__Questions to answer__:
1. In the nurse-retention article, at what points do leaders at Saint Joseph Regional meet with new nurses?
2. Write the next few paragraphs of the nurse-retention article, picking up after its last sentence.

__Excerpt__:
----

What Makes Nurses Happy?
By Debra Wood, RN, contributor
Hospitals cannot function without nurses and many facilities have learned that retaining the nurses they have beats bringing in new ones. The key is finding out what makes nurses happy enough to stay.
“It behooves us to have a stable nursing workforce that is committed and engaged,” said Marsha King, RN, MS, MBA, CNAA, chief nursing officer at Saint Joseph Regional Medical Center in South Bend, Indiana. “It increases nurses’ satisfaction, patient satisfaction and clinical outcomes if you have a stable nursing staff that stays and know the policies and procedures. It’s also contributed to physician satisfaction.”
Saint Joseph Regional is located in an area with several nursing schools. King said she has no trouble recruiting and has noticed a difference in the work environment, turnover rates and general satisfaction since reducing nurse-patient ratios, involving nurses in practice governance and improving the support of new hires. The hospital works with the Studer Group, a consulting firm in Gulf Breeze, Florida, which promotes engaging nurses in the workplace.
Bob Murphy, RN, Esq., a national speaker with the Studer Group, called it a deliberate process. He finds all nurses want to work on a good unit with a good boss and high-performing nurses want to develop further and contribute more.
When nurses leave, the hospital has to spend more money recruiting and orienting, up to $200,000 for a critical care nurse, Smith said.
Just what does it take to keep a nurse happy? The consultants offer very similar strategies.
Studer coaches recommend leadership rounds to communicate and engage staff, 30-day and 90-day questionnaires with new hires, and recognizing and rewarding staff.
“The first 90 days is critical,” said Murphy, adding that asking the questions along with peer interviewing can cut first-year turnover in half. “It’s a huge tool to keep nurses.”
Saint Joseph Regional has almost entirely eliminated 90-day turnover. Leaders at the hospital meet with new nurses at 30, 60 and 90 days, asking whether the job is what they anticipated; who on staff has been helpful; any ideas they have for improving the facility’s safety, quality or satisfaction based on their past experiences; and suggestions for what might make the job better. At 90 days, they also ask if the new nurses know of anyone else who might want to join the team.

----

Point-per-instance localization data:
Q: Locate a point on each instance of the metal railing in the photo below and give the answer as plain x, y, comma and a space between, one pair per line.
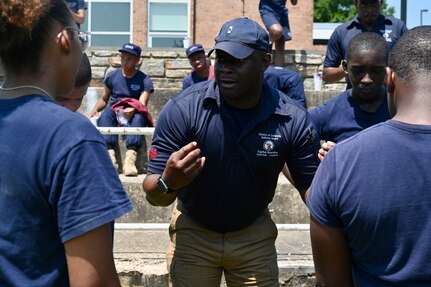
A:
125, 131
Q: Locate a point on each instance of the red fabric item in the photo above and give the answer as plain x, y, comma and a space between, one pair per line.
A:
211, 74
134, 103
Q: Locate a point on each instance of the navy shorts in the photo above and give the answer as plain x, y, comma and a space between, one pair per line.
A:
275, 15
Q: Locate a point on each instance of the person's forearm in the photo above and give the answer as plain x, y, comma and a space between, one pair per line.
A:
331, 75
154, 195
79, 16
100, 105
144, 98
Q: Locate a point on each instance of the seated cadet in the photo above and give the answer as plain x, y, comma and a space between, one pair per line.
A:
202, 70
365, 104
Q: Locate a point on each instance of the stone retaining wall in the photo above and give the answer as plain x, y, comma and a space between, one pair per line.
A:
168, 67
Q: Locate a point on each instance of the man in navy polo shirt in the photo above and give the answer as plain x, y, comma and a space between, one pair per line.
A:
365, 104
218, 148
370, 200
202, 70
287, 81
369, 19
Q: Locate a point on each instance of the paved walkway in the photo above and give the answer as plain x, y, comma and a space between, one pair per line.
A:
142, 251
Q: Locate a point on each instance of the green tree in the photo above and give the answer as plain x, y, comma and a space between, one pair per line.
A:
339, 11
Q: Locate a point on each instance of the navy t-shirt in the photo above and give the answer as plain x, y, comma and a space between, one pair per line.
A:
122, 87
242, 165
341, 117
76, 5
287, 81
389, 27
375, 186
191, 79
57, 182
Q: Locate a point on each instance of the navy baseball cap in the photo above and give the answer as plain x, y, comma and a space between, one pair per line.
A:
240, 37
132, 49
194, 49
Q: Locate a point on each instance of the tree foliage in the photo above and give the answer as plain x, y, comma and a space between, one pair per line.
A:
339, 11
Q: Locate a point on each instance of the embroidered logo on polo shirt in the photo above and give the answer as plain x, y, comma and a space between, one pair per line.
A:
135, 87
386, 35
152, 154
269, 145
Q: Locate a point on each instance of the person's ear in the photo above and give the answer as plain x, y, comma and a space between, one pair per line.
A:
344, 65
266, 61
390, 80
65, 42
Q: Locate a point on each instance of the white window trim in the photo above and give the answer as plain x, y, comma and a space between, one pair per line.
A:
89, 2
150, 35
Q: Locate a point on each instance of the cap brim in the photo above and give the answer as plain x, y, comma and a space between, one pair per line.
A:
195, 51
133, 52
236, 50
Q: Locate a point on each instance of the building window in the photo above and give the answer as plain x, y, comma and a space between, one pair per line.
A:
109, 22
167, 23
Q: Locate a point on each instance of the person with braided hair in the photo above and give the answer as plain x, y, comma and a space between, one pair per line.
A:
59, 192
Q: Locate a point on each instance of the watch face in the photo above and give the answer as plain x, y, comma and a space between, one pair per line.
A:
162, 185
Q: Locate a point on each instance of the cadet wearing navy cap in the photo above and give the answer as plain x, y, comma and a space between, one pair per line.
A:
131, 85
202, 70
369, 19
218, 148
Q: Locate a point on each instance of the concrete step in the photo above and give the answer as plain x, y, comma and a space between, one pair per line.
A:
286, 208
140, 256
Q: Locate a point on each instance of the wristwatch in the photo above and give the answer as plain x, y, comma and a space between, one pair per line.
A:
163, 186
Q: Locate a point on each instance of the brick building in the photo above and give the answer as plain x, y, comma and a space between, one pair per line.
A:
164, 23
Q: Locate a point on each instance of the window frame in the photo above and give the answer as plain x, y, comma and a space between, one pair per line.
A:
88, 20
171, 34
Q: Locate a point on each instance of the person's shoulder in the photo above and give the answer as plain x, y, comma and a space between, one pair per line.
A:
328, 107
369, 135
114, 73
284, 104
195, 92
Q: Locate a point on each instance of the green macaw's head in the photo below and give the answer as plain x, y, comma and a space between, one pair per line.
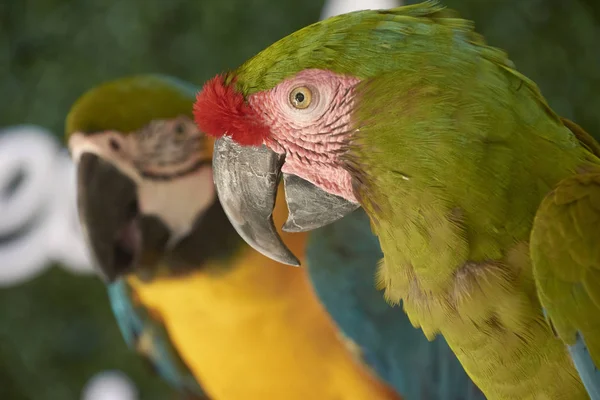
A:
144, 171
294, 110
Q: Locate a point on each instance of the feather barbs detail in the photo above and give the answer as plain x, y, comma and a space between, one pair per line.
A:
220, 110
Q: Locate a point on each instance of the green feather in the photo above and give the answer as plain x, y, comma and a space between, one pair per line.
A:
128, 104
453, 154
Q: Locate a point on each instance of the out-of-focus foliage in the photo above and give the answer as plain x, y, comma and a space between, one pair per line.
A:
554, 42
57, 331
53, 50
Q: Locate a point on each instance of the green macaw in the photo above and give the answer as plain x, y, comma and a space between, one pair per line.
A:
485, 202
215, 317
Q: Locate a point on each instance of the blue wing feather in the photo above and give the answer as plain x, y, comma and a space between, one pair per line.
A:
342, 260
588, 372
146, 335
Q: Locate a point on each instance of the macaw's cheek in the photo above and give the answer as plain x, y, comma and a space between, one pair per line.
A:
107, 206
120, 239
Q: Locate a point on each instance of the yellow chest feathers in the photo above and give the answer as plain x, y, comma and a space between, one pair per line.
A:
257, 331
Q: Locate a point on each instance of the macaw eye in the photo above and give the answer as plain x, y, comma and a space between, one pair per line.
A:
179, 129
301, 97
114, 144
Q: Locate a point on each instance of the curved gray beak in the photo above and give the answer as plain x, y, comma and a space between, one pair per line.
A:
247, 178
121, 240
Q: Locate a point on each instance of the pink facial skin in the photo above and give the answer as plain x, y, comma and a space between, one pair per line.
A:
313, 138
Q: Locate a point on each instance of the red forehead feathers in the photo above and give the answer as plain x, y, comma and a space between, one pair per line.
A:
221, 110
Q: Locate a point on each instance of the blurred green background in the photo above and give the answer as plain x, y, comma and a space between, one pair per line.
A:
57, 330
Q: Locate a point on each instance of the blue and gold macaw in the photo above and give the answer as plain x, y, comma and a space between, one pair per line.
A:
216, 318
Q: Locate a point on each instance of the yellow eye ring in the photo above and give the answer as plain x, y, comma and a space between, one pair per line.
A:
301, 97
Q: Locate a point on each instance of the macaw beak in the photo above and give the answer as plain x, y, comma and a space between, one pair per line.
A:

----

__Answer set__:
1. At 30, 60 and 90 days.

2.
Rounding for outcomes helps leaders ensure nurses have all the equipment and supplies they need to do their job, harvest ideas and show genuine concern for staff. Leaders then must act to resolve problems.
“We try to create an environment that is open, so they will feel comfortable telling us what works and doesn’t work,” said Leah Carpenter, RN, MPA, chief nursing officer at Memorial Hospital Miramar in Miramar, Florida. She goes on rounds twice daily. “Our philosophy is we don’t have all of the answers, so we surround ourselves with people who are the experts.”
Carpenter appreciates feedback from bedside nurses and expresses that. She also sends personal, handwritten thank you notes to staff members doing a good job.
Saint Joseph Regional rewards nurses with passes for lunch or “St. Joe Dough” for use in the gift shop. In the summer, leaders will bring an ice cream cart to the units, and when a floor is exceptionally busy they will often order pizza for the staff.
Some hospitals have taken away reserved parking spaces for leaders to create a more personable work environment. Other facilities have implemented a briefing before every shift to encourage staff and remind them about the commandments of good patient care.